■ TASK PROMPT: Retype, character for character, the stretch of lines that runs from the line containing "trace chain link fence, every instance" through the line containing "Outlines of the chain".

■ DATA FOR THIS TASK:
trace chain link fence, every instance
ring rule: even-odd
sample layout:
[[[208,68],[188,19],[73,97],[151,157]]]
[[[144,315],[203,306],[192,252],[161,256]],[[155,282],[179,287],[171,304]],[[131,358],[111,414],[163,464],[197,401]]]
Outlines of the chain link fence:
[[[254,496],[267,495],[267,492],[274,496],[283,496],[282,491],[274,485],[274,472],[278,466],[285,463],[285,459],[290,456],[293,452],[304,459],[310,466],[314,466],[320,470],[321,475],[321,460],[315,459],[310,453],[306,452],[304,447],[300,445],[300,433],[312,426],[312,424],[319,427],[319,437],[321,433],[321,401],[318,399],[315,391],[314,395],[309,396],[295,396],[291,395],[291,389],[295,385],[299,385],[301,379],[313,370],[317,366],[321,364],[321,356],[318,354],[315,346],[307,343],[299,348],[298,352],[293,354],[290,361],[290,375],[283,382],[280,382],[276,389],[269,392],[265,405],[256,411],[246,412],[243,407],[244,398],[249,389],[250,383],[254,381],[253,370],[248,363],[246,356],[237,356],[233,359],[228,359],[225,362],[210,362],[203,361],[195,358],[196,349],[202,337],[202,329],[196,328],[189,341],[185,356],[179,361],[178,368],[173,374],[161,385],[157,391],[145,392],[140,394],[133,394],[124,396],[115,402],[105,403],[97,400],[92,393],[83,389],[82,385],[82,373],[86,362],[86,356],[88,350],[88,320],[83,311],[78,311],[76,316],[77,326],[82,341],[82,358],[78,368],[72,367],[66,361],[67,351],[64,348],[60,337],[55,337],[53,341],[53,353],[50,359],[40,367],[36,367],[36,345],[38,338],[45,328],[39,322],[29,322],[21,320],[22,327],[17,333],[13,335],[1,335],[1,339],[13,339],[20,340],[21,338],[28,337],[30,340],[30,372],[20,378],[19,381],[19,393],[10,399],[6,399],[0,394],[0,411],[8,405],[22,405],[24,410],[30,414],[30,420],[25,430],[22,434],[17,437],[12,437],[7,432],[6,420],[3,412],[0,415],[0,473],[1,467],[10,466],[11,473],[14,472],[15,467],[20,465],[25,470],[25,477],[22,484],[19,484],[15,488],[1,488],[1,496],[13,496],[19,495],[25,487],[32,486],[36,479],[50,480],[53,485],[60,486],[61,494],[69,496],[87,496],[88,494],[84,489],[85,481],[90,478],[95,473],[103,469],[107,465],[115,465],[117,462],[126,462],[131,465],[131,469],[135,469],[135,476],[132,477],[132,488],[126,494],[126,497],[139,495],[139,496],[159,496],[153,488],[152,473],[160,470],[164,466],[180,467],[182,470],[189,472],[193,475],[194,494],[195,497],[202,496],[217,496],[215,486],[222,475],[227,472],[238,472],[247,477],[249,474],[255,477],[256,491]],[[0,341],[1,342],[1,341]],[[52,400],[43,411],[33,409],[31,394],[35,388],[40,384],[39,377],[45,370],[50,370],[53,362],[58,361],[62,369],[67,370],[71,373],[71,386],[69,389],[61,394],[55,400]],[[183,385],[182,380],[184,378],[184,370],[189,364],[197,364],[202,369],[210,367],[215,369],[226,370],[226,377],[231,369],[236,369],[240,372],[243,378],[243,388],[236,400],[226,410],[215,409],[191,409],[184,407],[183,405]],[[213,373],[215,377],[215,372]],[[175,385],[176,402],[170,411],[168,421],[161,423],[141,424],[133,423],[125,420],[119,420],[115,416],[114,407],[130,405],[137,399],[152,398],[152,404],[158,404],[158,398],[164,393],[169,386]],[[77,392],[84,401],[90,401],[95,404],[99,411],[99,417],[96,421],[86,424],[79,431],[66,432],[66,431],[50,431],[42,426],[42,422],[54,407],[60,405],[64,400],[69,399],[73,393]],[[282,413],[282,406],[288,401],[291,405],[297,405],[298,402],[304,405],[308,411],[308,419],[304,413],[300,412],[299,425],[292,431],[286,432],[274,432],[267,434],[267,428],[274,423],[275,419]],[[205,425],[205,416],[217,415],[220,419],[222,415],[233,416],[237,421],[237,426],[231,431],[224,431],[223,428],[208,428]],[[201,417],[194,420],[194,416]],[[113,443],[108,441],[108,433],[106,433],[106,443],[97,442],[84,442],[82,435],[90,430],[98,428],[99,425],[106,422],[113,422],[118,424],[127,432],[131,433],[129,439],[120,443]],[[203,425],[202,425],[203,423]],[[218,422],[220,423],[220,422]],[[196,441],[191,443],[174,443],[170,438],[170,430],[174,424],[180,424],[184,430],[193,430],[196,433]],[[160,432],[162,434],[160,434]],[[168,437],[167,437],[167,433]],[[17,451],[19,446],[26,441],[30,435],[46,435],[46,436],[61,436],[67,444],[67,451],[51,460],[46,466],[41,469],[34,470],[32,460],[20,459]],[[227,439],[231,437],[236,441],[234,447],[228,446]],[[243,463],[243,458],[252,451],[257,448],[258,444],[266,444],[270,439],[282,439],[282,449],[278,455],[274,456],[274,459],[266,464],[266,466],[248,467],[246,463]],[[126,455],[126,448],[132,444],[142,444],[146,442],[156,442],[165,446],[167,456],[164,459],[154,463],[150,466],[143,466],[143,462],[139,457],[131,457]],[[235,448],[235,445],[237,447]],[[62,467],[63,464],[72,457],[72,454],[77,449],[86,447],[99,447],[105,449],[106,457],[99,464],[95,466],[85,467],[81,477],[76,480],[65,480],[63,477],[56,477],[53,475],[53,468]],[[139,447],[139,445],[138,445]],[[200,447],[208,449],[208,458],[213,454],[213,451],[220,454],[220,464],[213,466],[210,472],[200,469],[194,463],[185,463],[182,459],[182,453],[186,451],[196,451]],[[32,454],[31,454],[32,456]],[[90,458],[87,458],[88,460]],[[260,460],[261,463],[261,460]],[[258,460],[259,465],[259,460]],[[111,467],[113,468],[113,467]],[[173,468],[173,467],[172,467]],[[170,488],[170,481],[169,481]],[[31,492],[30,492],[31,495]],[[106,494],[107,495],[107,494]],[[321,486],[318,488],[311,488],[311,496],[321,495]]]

* * *

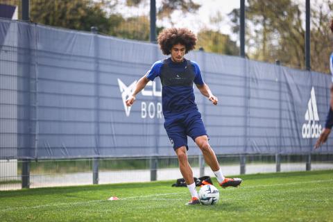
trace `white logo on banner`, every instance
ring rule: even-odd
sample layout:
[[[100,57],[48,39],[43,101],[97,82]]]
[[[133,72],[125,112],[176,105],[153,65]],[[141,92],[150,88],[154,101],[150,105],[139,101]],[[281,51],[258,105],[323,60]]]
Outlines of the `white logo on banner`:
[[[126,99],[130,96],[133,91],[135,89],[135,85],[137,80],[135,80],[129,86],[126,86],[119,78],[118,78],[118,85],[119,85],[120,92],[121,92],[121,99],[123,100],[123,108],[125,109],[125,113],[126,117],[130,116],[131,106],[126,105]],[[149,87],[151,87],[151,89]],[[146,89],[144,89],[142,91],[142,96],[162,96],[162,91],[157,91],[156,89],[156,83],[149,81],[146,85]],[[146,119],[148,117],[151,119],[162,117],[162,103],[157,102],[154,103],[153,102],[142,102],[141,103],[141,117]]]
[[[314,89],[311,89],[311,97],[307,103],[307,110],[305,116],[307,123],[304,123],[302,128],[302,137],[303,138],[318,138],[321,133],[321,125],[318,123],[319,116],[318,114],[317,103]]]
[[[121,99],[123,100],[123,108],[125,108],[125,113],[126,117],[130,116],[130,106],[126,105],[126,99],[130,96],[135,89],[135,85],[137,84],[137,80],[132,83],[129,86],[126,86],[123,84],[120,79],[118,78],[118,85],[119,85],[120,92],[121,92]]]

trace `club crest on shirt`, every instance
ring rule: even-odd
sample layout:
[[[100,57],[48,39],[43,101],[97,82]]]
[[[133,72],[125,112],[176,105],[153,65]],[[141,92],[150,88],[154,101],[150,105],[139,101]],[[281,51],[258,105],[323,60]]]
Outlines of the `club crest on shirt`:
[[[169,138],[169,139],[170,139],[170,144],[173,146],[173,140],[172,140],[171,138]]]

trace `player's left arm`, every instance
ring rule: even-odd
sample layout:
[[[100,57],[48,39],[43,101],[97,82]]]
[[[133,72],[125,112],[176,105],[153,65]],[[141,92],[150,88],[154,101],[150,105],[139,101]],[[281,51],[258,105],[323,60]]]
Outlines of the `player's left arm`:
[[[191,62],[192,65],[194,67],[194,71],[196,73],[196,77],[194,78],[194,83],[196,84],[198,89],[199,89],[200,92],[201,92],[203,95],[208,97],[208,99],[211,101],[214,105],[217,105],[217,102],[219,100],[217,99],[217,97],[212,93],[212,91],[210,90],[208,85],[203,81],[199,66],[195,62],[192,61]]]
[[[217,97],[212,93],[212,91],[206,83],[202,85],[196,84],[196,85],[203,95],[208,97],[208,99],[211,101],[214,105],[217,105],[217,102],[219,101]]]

■ ANSWER TO THIS EXERCISE:
trace chain link fence, every instance
ring rule: even-odd
sample layout:
[[[208,68],[188,19],[73,97],[151,157]]]
[[[144,315],[203,306],[192,252],[161,256]],[[155,282],[179,287],[171,304]],[[131,358],[111,414],[163,464],[197,401]]]
Outlines of the chain link fence:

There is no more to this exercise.